[What this exercise asks]
• a. Using the passage on dog cortisol levels, decide whether each statement agrees with it. Answer yes or no for each, and quote the words from the passage that decide it. (i) Salivary cortisol in the experimental samples averaged between 0.9 and 2.6 ng/ml. (ii) Average cortisol levels were higher in the experimental samples than in the basal samples. (iii) The dogs spent 30 minutes in the Pavlov sling.
• b. List every type of sample that the passage on dog cortisol levels compares for average cortisol levels.

[Provided passage]
* * *

Our conclusions drawn from the behavioral data are confirmed by the measurement of the stress hormone cortisol. Firstly, salivary cortisol concentrations of the experimental samples ranged on average from 0.9 to 2.6 ng/ml. This is in line with salivary cortisol concentrations of unstressed Beagle dogs at a similar age (one to four years of age, between 0.6 and 2.3 ng/ml) (Koyama et al., 2002; Vincent and Michell, 1992). Secondly, there was no difference in average cortisol levels between the basal, pre-experimental, and experimental samples, clearly indicating that the dogs were neither stressed by the experimental preparation nor by the experiment itself, i.e., spending 30 minutes standing or lying in the Pavlov sling.

* * *

[Record set]
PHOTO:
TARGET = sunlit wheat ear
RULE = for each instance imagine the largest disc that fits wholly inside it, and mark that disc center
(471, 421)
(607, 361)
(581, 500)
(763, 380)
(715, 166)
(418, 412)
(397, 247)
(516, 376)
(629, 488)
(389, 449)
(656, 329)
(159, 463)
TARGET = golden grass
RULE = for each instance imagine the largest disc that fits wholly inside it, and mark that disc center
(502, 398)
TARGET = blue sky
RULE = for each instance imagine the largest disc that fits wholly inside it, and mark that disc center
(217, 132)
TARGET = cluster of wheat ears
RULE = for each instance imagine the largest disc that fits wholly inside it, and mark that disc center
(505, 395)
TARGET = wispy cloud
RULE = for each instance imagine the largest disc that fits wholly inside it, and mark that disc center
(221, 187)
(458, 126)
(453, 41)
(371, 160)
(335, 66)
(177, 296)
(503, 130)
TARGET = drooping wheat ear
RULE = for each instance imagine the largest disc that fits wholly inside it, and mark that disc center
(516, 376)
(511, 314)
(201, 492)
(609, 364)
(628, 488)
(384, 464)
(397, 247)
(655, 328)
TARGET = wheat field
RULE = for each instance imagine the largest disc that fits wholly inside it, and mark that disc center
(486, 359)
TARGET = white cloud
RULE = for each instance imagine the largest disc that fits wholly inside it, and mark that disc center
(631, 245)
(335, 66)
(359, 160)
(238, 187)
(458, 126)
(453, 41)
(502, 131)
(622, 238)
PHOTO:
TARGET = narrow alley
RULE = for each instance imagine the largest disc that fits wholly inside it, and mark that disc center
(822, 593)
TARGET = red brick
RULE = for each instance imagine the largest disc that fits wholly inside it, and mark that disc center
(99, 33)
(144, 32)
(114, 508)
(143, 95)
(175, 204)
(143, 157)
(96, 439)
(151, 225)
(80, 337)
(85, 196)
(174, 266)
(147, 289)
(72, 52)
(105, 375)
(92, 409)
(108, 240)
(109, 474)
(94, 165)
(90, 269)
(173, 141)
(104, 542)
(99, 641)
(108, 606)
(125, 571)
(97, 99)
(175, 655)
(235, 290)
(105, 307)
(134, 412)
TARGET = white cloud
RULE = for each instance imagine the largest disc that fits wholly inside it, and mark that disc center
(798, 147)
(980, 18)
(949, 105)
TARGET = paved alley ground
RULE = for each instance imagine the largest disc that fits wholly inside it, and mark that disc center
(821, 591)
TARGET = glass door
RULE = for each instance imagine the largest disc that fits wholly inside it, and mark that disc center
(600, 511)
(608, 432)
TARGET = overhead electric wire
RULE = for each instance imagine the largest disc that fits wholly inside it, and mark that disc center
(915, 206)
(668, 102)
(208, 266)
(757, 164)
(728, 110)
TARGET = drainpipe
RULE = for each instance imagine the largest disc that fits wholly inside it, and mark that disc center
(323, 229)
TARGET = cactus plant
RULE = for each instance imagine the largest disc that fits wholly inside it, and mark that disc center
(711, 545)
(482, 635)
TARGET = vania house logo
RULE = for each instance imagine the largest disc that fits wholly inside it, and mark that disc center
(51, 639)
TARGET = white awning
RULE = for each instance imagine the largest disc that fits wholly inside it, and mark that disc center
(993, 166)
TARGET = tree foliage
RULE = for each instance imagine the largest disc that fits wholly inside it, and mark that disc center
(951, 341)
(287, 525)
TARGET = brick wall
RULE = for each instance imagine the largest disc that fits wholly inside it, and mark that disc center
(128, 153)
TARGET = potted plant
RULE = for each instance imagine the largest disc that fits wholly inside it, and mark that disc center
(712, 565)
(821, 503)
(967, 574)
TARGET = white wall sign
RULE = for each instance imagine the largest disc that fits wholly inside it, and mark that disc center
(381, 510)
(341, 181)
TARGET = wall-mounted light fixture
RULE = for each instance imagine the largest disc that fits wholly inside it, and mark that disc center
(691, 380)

* * *

[Answers by item number]
• a.
(i) Yes: "salivary cortisol concentrations of the experimental samples ranged on average from 0.9 to 2.6 ng/ml"
(ii) No: "there was no difference in average cortisol levels between the basal, pre-experimental, and experimental samples"
(iii) Yes: "spending 30 minutes standing or lying in the Pavlov sling"

• b.
- basal
- pre-experimental
- experimental